→ Exercise task:
Convert the lines below into a numbered list, omitting any blank lines and leaving out the pictures.

→ Records provided:
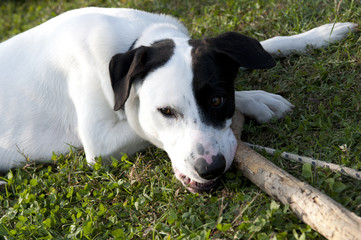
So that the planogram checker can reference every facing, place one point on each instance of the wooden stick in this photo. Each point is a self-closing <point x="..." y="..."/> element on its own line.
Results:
<point x="319" y="211"/>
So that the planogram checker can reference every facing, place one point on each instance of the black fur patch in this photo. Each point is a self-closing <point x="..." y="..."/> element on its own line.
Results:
<point x="124" y="68"/>
<point x="215" y="63"/>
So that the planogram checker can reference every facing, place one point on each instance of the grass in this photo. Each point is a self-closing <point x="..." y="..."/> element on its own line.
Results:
<point x="138" y="197"/>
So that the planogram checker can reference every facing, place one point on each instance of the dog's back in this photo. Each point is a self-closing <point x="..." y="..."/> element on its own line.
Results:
<point x="44" y="71"/>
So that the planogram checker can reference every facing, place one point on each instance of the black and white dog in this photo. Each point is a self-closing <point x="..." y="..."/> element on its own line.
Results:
<point x="115" y="80"/>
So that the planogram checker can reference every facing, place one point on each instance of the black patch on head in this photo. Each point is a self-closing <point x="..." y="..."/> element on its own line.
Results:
<point x="215" y="63"/>
<point x="125" y="68"/>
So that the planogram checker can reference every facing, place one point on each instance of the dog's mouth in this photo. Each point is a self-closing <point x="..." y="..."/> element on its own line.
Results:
<point x="194" y="186"/>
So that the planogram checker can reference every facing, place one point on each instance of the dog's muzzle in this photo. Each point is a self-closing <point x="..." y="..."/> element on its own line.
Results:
<point x="211" y="170"/>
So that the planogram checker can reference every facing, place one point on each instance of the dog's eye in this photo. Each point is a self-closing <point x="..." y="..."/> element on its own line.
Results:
<point x="216" y="101"/>
<point x="167" y="111"/>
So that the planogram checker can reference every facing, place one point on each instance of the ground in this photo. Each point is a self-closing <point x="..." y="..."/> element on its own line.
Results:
<point x="137" y="197"/>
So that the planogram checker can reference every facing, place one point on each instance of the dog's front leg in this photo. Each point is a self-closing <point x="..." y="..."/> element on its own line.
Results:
<point x="319" y="37"/>
<point x="261" y="105"/>
<point x="105" y="137"/>
<point x="101" y="130"/>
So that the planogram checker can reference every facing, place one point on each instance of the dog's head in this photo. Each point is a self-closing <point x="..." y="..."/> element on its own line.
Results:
<point x="179" y="95"/>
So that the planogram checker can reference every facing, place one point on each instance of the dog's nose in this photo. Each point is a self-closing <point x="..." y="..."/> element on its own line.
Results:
<point x="212" y="170"/>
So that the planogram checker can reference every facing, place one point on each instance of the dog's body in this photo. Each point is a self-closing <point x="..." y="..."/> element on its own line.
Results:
<point x="114" y="80"/>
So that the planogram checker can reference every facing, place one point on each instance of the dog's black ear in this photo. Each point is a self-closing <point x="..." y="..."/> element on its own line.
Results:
<point x="246" y="51"/>
<point x="124" y="68"/>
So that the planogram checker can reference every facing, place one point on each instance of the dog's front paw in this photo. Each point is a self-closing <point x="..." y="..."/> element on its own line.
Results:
<point x="330" y="33"/>
<point x="261" y="105"/>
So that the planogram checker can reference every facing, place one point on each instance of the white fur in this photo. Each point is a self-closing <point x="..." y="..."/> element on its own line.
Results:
<point x="322" y="36"/>
<point x="55" y="90"/>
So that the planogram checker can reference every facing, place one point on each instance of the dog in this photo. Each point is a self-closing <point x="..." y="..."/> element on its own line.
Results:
<point x="117" y="80"/>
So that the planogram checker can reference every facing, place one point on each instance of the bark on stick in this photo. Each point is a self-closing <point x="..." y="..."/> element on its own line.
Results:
<point x="316" y="209"/>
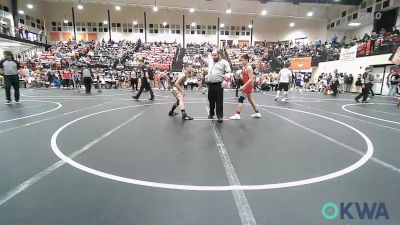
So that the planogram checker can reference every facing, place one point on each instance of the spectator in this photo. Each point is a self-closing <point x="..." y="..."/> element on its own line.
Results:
<point x="393" y="80"/>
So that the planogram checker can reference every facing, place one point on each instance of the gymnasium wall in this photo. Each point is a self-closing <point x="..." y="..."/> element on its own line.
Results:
<point x="354" y="67"/>
<point x="265" y="28"/>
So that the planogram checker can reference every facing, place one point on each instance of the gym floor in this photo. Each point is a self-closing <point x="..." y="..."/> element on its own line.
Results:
<point x="68" y="158"/>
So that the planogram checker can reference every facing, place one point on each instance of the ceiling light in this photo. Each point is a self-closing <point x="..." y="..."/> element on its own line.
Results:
<point x="264" y="12"/>
<point x="354" y="24"/>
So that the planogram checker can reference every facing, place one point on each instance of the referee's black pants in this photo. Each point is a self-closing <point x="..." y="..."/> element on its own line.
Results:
<point x="87" y="81"/>
<point x="216" y="99"/>
<point x="145" y="85"/>
<point x="11" y="81"/>
<point x="365" y="92"/>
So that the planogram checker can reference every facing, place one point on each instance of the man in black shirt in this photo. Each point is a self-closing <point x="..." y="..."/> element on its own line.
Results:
<point x="393" y="81"/>
<point x="11" y="75"/>
<point x="145" y="81"/>
<point x="366" y="85"/>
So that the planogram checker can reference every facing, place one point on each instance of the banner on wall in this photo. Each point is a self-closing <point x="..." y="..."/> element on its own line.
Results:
<point x="81" y="37"/>
<point x="395" y="58"/>
<point x="347" y="54"/>
<point x="67" y="36"/>
<point x="54" y="36"/>
<point x="92" y="36"/>
<point x="303" y="63"/>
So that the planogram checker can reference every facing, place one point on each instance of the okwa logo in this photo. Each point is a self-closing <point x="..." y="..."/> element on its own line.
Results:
<point x="355" y="210"/>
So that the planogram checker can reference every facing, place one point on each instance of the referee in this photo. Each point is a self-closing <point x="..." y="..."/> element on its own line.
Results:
<point x="218" y="68"/>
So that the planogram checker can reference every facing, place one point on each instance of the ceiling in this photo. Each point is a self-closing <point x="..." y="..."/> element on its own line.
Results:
<point x="341" y="2"/>
<point x="275" y="8"/>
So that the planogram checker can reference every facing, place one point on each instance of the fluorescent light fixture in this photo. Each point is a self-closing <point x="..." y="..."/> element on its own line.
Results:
<point x="9" y="44"/>
<point x="354" y="24"/>
<point x="263" y="12"/>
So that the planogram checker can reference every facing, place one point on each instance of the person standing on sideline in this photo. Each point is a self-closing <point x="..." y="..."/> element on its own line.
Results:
<point x="392" y="81"/>
<point x="371" y="79"/>
<point x="87" y="79"/>
<point x="246" y="89"/>
<point x="306" y="80"/>
<point x="77" y="81"/>
<point x="179" y="93"/>
<point x="365" y="86"/>
<point x="284" y="79"/>
<point x="134" y="81"/>
<point x="218" y="68"/>
<point x="66" y="76"/>
<point x="349" y="82"/>
<point x="11" y="75"/>
<point x="145" y="82"/>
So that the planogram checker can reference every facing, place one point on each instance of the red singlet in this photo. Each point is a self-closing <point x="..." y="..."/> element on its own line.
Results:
<point x="249" y="88"/>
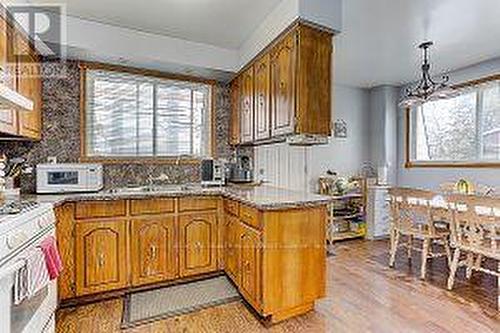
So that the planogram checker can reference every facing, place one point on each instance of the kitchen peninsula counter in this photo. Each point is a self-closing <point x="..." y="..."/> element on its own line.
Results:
<point x="269" y="241"/>
<point x="262" y="197"/>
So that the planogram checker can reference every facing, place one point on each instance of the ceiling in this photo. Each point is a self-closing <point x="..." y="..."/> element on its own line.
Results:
<point x="377" y="44"/>
<point x="222" y="23"/>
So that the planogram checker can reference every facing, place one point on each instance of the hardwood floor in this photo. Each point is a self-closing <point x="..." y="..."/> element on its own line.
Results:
<point x="363" y="295"/>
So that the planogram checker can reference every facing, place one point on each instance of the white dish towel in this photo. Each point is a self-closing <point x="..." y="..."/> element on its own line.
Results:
<point x="31" y="277"/>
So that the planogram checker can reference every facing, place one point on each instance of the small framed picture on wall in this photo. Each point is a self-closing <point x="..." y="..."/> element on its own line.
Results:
<point x="340" y="129"/>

→ Written solution:
1. So that the planogram checker can reference every facing, place one point on each instance of the wooden stick in this photo. Each point is a self-closing <point x="..." y="..."/> element on its own line.
2. Results:
3. <point x="319" y="211"/>
4. So that the planogram checker can reference every facing, place one point on each instance of the black fur patch in this photo. Each point is a self-closing <point x="..." y="..."/> element on its own line.
5. Results:
6. <point x="124" y="68"/>
7. <point x="215" y="63"/>
8. So that the planogram checker can reference every facing, place one point on each instance of the grass in this photo. Each point is a self-closing <point x="..." y="..."/> element on its own line.
9. Results:
10. <point x="138" y="197"/>
11. So that the planogram checker can reference every facing, place one point on each instance of the dog's back in this photo. Each point is a self-closing <point x="..." y="..."/> element on its own line.
12. Results:
13. <point x="44" y="71"/>
14. So that the planogram checker can reference every facing, place one point on each instance of the black and white dog in this photo. Each point is a self-closing <point x="..." y="..."/> element on its own line.
15. Results:
16. <point x="115" y="80"/>
17. So that the planogram checker can reference every facing, place one point on each instance of the black patch on head in this photo. Each point is a self-closing <point x="..." y="..."/> element on its own line.
18. Results:
19. <point x="215" y="63"/>
20. <point x="125" y="68"/>
21. So that the planogram checker can reference every facing, place one point on each instance of the dog's mouth in this photo. Each point is a self-closing <point x="..." y="..."/> element on its own line.
22. Results:
23. <point x="194" y="186"/>
24. So that the planogram checker can reference every facing, place one point on each instance of the dog's muzzle in this photo. Each point is a self-closing <point x="..." y="..."/> element on its own line.
25. Results:
26. <point x="211" y="170"/>
27. So that the planogram checker can reference every facing, place one point on each instance of the dog's eye in this photo. Each point is a self-closing <point x="..." y="..."/> element on its own line.
28. Results:
29. <point x="216" y="101"/>
30. <point x="167" y="111"/>
31. So that the planogram checker can reference every facing, place one point on each instance of the ground in this photo. Each point is a self-closing <point x="..." y="..."/> element on its own line.
32. Results:
33. <point x="137" y="197"/>
34. So that the planogram checker can reference every facing, place one point on each instance of the dog's front leg in this photo. Each point is a self-closing <point x="..." y="..."/> element on its own line.
35. Results:
36. <point x="319" y="37"/>
37. <point x="261" y="105"/>
38. <point x="105" y="137"/>
39. <point x="101" y="130"/>
40. So that the planogram checker can reference every facing, place one point on each instance of the dog's head in this photo. Each point is a self-closing <point x="..." y="..."/> element on its own line.
41. Results:
42. <point x="179" y="95"/>
43. So that the planogram checker can reference every facing, place one point on each instance of the dog's nose in this photo. Each point is a self-closing <point x="..." y="..."/> element on its own line.
44. Results:
45. <point x="212" y="170"/>
46. So that the planogram checker can reference every facing, place one point on each instance of the dog's body in this photo. Each point is a self-closing <point x="..." y="..."/> element on its own line.
47. Results:
48. <point x="114" y="80"/>
49. So that the planogram checker can reference every facing, place one point on each instance of the dog's black ear in this photo. Each point is a self-closing <point x="..." y="..."/> element on its own line.
50. Results:
51. <point x="246" y="51"/>
52. <point x="124" y="68"/>
53. So that the planogram checker can reference every facing, place one point on each instance of the dog's front paw in this photo. Each point is a self-closing <point x="..." y="..."/> element on its own line.
54. Results:
55. <point x="330" y="33"/>
56. <point x="261" y="105"/>
57. So that the planogram checker can reference every facing, place one point on each instance of the white fur in this photo. Each point is a self-closing <point x="..." y="..."/> element on its own line.
58. Results:
59. <point x="322" y="36"/>
60. <point x="55" y="90"/>
61. So that the planogram checker can reference every facing, place one point on each instance of the dog in this photo. Each point is a self-closing <point x="..." y="..."/> element on its own line.
62. Results:
63. <point x="117" y="80"/>
64. So that the planogram checker can reference every facing, place one point on each instance of the bark on stick in this photo. Each point is a self-closing <point x="..." y="..."/> element on its own line.
65. Results:
66. <point x="316" y="209"/>
67. So that the planogram checker can reference every facing, place one point on each instance of the spectator in this photo. Each point is a self-closing <point x="..." y="..."/> element on its own line.
68. Results:
69. <point x="393" y="80"/>
70. So that the planogram checker can reference every facing, place one point on each instance of the gymnasium wall in this photo. Each point is a self-closing <point x="..." y="..."/> element on its own line.
71. Results:
72. <point x="354" y="67"/>
73. <point x="265" y="28"/>
74. So that the planogram checker can reference every facing, place one point on each instance of the gym floor in this photo. Each point is a self-closing <point x="..." y="..."/> element on its own line.
75. Results:
76. <point x="68" y="158"/>
77. So that the planogram checker can reference every facing, place one point on each instance of the ceiling light in this photo. Each point is a self-closing <point x="..." y="..."/> element on its own line.
78. Results:
79. <point x="264" y="12"/>
80. <point x="354" y="24"/>
81. So that the planogram checker can reference every facing, place one point on each instance of the referee's black pants in this photo. Each point is a self-closing <point x="..." y="..."/> element on its own line.
82. Results:
83. <point x="87" y="81"/>
84. <point x="216" y="99"/>
85. <point x="145" y="85"/>
86. <point x="11" y="81"/>
87. <point x="365" y="92"/>
88. So that the planogram checker can reference every facing, place one point on each instance of the man in black shirt in this photo. Each point is a self-closing <point x="..." y="..."/> element on its own line.
89. Results:
90. <point x="393" y="81"/>
91. <point x="11" y="75"/>
92. <point x="145" y="81"/>
93. <point x="366" y="85"/>
94. So that the planogram checker can reference every facing, place one point on each instance of the banner on wall in this photo. Each point is a self-closing <point x="..." y="..."/> element on its own line.
95. Results:
96. <point x="81" y="37"/>
97. <point x="395" y="58"/>
98. <point x="347" y="54"/>
99. <point x="67" y="36"/>
100. <point x="54" y="36"/>
101. <point x="92" y="36"/>
102. <point x="303" y="63"/>
103. So that the planogram checker can reference every facing, place one point on each instance of the okwa logo in this photo. Each point is a self-closing <point x="..." y="..."/> element on its own line.
104. Results:
105. <point x="355" y="210"/>
106. So that the planogram checker can reference every facing, place one point on each instance of the referee in this photo. Each point is a self-closing <point x="..." y="..."/> element on its own line.
107. Results:
108. <point x="218" y="68"/>
109. So that the planogram checker can reference every facing, place one point on each instance of the ceiling in this photo. Each point is a self-closing <point x="..." y="..."/> element on its own line.
110. Results:
111. <point x="341" y="2"/>
112. <point x="275" y="8"/>
113. So that the planogram checker can reference every facing, place one point on each instance of the fluorescent light fixture in this photo. Each point is a self-closing <point x="..." y="..."/> element on its own line.
114. Results:
115. <point x="9" y="44"/>
116. <point x="354" y="24"/>
117. <point x="263" y="12"/>
118. So that the planogram checker can reference every facing, place one point on each instance of the person standing on sideline in this photo. Each point is a self-closing <point x="..." y="..."/> element on its own line.
119. Results:
120. <point x="392" y="81"/>
121. <point x="371" y="79"/>
122. <point x="87" y="79"/>
123. <point x="246" y="89"/>
124. <point x="306" y="80"/>
125. <point x="77" y="81"/>
126. <point x="179" y="93"/>
127. <point x="365" y="86"/>
128. <point x="284" y="79"/>
129. <point x="134" y="81"/>
130. <point x="218" y="68"/>
131. <point x="66" y="76"/>
132. <point x="349" y="82"/>
133. <point x="11" y="75"/>
134. <point x="145" y="82"/>
135. So that the planogram checker can reference every facing, place one point on each instance of the red singlet in this photo. Each point is a self-closing <point x="..." y="..."/> element on its own line.
136. Results:
137. <point x="249" y="88"/>
138. So that the planogram checker can reference every facing, place one point on each instance of the kitchen peninsula counter in this photo. Each point is a self-closing <point x="..." y="..."/> element on its own line.
139. Results:
140. <point x="269" y="241"/>
141. <point x="262" y="197"/>
142. So that the planogram checker can reference every facing, place one point on each instance of the ceiling in this photo. Each point is a self-closing <point x="..." y="..."/> element on its own line.
143. Results:
144. <point x="377" y="44"/>
145. <point x="222" y="23"/>
146. So that the planogram checker can reference every facing, place one point on each instance of the hardwood floor in this photo. Each point is a self-closing <point x="..." y="..."/> element on its own line.
147. Results:
148. <point x="363" y="295"/>
149. So that the planogram checker can reference every facing, place one point on each instance of the white dish towel in this photo. Each point is a self-closing <point x="..." y="..."/> element on its own line.
150. Results:
151. <point x="31" y="277"/>
152. So that the planogram checker can reference every facing, place one point on each instance of the small framed picture on wall in this photo. Each point is a self-closing <point x="..." y="..."/> element on its own line.
153. Results:
154. <point x="340" y="129"/>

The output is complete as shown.